Instructions for the task – List every line in the material below that contains the word "dental", matching case exactly.

◆ ◆ ◆ ◆ ◆ ◆ ◆

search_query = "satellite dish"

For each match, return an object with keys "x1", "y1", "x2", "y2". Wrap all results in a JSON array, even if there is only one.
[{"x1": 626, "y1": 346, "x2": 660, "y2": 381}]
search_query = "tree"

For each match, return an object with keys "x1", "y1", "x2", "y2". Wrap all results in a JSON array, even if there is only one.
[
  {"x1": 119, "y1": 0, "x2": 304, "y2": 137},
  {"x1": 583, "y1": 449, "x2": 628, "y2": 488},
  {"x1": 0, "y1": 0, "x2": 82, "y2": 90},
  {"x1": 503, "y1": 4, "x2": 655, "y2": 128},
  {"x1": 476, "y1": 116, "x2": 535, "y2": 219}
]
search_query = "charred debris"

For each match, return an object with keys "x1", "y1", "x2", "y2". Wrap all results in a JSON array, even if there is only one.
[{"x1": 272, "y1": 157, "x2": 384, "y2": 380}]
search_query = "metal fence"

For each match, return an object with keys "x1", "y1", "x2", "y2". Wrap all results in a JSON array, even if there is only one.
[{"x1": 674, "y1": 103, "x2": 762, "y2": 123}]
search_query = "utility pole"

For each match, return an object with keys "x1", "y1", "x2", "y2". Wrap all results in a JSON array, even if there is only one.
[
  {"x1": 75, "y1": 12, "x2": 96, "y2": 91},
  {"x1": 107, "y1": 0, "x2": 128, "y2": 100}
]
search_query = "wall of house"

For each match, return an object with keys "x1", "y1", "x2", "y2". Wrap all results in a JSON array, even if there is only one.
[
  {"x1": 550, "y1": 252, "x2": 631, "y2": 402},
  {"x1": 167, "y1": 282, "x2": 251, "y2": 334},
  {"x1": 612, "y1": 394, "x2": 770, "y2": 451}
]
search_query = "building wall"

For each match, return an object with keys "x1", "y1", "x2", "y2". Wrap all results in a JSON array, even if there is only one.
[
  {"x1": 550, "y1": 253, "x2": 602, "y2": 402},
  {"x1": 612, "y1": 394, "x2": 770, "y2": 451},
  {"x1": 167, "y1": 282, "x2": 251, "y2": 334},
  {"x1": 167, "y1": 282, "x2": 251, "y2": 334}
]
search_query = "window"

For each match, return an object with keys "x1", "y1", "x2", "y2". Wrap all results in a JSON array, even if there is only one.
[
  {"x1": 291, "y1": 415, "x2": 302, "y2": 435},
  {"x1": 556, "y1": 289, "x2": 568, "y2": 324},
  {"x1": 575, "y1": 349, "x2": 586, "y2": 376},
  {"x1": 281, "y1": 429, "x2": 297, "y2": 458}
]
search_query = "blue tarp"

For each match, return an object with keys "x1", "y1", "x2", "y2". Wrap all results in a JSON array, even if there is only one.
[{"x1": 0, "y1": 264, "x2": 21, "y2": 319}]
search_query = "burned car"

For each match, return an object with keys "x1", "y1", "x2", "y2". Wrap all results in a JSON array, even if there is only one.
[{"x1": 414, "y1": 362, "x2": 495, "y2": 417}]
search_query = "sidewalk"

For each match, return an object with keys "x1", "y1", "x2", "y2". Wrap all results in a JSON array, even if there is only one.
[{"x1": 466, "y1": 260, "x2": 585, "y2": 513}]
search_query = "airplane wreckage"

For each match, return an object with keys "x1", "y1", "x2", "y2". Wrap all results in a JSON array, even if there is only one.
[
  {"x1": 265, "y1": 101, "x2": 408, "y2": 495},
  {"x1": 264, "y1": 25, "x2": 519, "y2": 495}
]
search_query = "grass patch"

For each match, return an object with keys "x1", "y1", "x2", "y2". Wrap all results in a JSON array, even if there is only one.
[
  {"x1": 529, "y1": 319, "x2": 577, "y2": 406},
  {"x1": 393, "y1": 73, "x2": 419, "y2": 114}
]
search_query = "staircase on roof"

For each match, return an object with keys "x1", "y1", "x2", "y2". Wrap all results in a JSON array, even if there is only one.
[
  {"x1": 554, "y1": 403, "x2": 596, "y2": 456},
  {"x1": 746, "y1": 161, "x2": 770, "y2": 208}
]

◆ ◆ ◆ ◆ ◆ ◆ ◆

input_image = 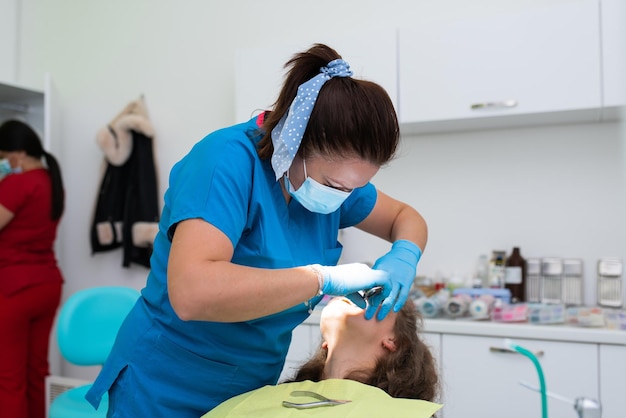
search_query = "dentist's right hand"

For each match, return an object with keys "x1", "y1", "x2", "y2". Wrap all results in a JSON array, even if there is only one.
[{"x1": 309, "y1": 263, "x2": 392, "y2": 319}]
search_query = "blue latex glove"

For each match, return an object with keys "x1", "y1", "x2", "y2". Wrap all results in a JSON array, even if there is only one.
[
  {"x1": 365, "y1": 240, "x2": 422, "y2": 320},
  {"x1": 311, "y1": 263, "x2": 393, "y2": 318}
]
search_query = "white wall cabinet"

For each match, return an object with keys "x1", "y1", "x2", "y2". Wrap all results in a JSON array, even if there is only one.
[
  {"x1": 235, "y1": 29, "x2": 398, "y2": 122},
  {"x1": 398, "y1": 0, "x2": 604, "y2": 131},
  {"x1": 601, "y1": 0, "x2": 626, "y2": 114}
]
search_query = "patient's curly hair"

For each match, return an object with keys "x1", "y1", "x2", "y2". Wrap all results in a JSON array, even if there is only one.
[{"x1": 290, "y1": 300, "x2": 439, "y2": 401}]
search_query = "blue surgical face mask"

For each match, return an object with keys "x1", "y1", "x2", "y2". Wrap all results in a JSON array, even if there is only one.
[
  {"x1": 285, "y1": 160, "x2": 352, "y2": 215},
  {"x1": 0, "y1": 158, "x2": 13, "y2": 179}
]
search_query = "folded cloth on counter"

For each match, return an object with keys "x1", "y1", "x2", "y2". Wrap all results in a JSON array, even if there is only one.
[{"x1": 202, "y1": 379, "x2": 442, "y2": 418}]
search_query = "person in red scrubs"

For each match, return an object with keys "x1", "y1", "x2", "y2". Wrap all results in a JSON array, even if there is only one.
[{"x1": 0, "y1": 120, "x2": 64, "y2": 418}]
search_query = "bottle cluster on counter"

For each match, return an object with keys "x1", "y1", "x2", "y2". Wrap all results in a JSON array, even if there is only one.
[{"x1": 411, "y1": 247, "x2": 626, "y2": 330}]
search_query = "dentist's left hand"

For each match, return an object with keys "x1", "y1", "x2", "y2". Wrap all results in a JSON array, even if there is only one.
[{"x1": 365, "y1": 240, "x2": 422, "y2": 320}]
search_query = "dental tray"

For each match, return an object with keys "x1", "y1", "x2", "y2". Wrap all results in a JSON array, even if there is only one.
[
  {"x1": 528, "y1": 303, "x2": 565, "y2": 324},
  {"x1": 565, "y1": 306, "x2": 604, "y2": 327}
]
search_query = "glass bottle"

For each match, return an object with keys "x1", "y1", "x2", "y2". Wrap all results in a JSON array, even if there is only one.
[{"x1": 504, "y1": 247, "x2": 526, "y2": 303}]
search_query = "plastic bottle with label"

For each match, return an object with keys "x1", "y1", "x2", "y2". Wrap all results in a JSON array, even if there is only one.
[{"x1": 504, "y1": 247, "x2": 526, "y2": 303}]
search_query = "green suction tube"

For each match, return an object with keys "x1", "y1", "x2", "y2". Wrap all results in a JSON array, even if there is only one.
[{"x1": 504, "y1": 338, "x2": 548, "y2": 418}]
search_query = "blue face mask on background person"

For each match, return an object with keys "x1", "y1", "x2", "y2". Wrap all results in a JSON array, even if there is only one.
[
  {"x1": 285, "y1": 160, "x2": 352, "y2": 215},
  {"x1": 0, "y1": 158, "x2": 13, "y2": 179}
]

◆ ◆ ◆ ◆ ◆ ◆ ◆

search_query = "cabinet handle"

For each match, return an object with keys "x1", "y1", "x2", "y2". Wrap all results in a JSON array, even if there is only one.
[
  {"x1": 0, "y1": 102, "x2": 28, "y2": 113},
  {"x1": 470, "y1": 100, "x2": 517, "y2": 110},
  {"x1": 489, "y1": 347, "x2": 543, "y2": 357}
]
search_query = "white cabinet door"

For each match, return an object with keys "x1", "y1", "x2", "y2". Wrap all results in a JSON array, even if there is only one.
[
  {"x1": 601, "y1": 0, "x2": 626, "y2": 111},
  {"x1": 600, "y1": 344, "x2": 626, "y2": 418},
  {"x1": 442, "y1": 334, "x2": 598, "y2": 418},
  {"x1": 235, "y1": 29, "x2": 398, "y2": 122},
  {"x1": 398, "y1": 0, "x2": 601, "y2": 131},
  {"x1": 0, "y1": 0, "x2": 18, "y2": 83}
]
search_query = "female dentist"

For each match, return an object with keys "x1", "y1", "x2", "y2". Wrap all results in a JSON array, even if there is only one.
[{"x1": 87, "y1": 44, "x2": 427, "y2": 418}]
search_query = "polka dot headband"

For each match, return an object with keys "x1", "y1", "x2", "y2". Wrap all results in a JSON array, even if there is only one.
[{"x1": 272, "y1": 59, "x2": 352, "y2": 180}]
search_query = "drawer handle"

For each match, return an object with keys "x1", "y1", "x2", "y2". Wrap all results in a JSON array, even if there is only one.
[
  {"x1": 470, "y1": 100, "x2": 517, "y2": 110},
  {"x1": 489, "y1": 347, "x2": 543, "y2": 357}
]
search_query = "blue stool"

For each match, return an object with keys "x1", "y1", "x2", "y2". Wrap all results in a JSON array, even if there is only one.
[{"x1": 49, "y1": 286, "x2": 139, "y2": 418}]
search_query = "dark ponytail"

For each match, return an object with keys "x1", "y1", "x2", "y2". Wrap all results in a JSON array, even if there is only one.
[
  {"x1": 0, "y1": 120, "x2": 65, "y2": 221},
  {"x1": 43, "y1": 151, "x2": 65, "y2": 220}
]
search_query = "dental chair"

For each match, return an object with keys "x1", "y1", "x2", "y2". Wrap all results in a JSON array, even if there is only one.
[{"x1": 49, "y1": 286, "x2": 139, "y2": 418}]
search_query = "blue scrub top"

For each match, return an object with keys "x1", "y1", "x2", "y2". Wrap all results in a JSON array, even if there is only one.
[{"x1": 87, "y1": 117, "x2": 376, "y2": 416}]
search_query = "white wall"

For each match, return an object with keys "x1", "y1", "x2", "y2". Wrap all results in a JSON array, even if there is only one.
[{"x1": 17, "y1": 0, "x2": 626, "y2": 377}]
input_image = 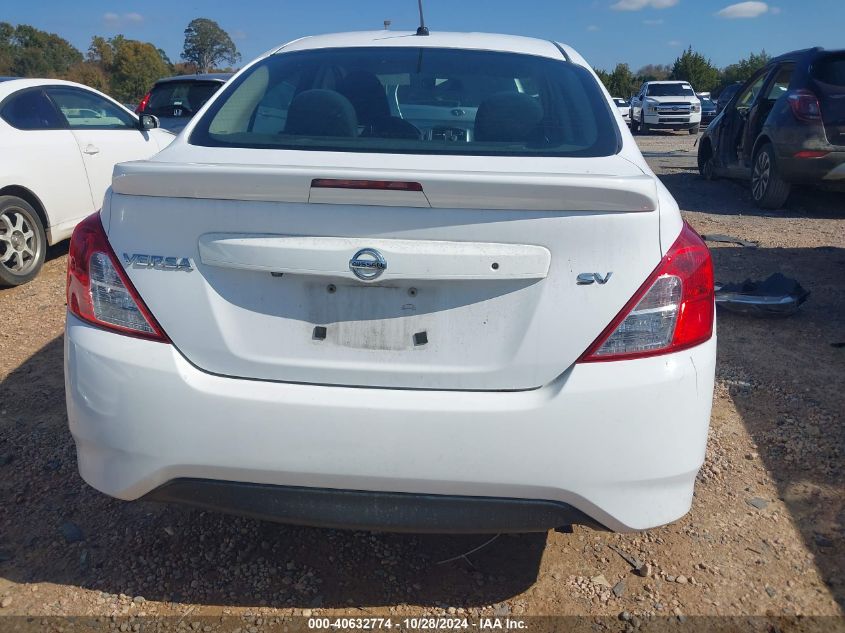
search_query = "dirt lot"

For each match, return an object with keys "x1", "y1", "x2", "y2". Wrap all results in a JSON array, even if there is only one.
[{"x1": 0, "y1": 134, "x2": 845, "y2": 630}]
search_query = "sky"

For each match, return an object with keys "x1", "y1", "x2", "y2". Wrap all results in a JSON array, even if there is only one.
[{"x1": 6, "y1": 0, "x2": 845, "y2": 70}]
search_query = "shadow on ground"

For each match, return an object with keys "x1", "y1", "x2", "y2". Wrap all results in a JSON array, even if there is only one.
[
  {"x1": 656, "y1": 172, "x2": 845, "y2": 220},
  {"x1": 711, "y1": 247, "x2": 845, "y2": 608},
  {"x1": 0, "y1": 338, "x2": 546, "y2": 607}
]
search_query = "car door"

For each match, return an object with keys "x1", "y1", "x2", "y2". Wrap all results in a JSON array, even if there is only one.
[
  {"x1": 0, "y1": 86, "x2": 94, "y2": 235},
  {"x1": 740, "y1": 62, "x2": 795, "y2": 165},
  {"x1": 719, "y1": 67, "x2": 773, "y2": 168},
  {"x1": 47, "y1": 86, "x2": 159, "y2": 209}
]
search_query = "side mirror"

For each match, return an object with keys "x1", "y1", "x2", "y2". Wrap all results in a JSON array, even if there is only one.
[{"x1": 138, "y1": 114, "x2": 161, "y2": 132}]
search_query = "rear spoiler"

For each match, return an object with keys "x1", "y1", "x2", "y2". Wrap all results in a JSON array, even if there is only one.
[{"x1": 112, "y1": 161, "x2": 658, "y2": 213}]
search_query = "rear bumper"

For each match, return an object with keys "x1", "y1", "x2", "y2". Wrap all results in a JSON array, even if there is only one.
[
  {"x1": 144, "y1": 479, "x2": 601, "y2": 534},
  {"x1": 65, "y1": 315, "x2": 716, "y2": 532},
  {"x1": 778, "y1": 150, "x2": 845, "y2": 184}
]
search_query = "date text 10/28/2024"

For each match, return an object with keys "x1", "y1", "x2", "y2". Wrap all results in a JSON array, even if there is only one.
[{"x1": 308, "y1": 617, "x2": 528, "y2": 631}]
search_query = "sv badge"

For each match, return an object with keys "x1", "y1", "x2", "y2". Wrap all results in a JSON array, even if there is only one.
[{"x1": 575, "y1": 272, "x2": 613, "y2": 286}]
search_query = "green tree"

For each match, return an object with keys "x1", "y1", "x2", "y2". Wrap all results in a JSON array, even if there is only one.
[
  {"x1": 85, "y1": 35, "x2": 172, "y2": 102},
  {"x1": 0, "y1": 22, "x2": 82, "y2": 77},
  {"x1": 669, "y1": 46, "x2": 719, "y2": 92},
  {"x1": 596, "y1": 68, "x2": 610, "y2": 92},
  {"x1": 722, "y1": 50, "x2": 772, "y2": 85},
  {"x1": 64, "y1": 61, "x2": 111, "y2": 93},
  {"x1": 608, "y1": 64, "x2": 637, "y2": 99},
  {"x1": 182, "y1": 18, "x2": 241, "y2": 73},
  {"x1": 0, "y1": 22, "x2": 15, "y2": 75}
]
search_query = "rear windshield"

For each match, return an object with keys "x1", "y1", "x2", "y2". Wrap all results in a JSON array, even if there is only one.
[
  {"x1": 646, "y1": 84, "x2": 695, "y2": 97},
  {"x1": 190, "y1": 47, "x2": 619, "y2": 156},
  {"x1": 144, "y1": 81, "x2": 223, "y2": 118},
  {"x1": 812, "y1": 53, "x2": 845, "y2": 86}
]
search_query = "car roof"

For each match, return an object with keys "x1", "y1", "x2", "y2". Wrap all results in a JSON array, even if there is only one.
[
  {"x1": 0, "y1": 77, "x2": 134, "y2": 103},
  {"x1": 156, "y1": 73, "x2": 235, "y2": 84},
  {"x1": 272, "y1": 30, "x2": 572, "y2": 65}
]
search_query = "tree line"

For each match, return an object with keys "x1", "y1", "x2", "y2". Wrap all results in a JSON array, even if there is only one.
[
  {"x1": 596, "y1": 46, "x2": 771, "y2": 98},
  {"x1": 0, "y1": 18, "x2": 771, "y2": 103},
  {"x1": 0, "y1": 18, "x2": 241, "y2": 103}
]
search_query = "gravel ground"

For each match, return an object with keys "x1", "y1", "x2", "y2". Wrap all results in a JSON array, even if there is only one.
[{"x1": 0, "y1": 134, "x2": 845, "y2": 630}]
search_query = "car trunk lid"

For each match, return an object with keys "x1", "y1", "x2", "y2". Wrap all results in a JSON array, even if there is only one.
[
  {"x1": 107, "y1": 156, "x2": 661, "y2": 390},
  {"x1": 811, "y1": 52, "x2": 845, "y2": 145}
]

◆ ◆ ◆ ◆ ◆ ◆ ◆

Task solution –
search_query = "dental tray"
search_query = "dental chair"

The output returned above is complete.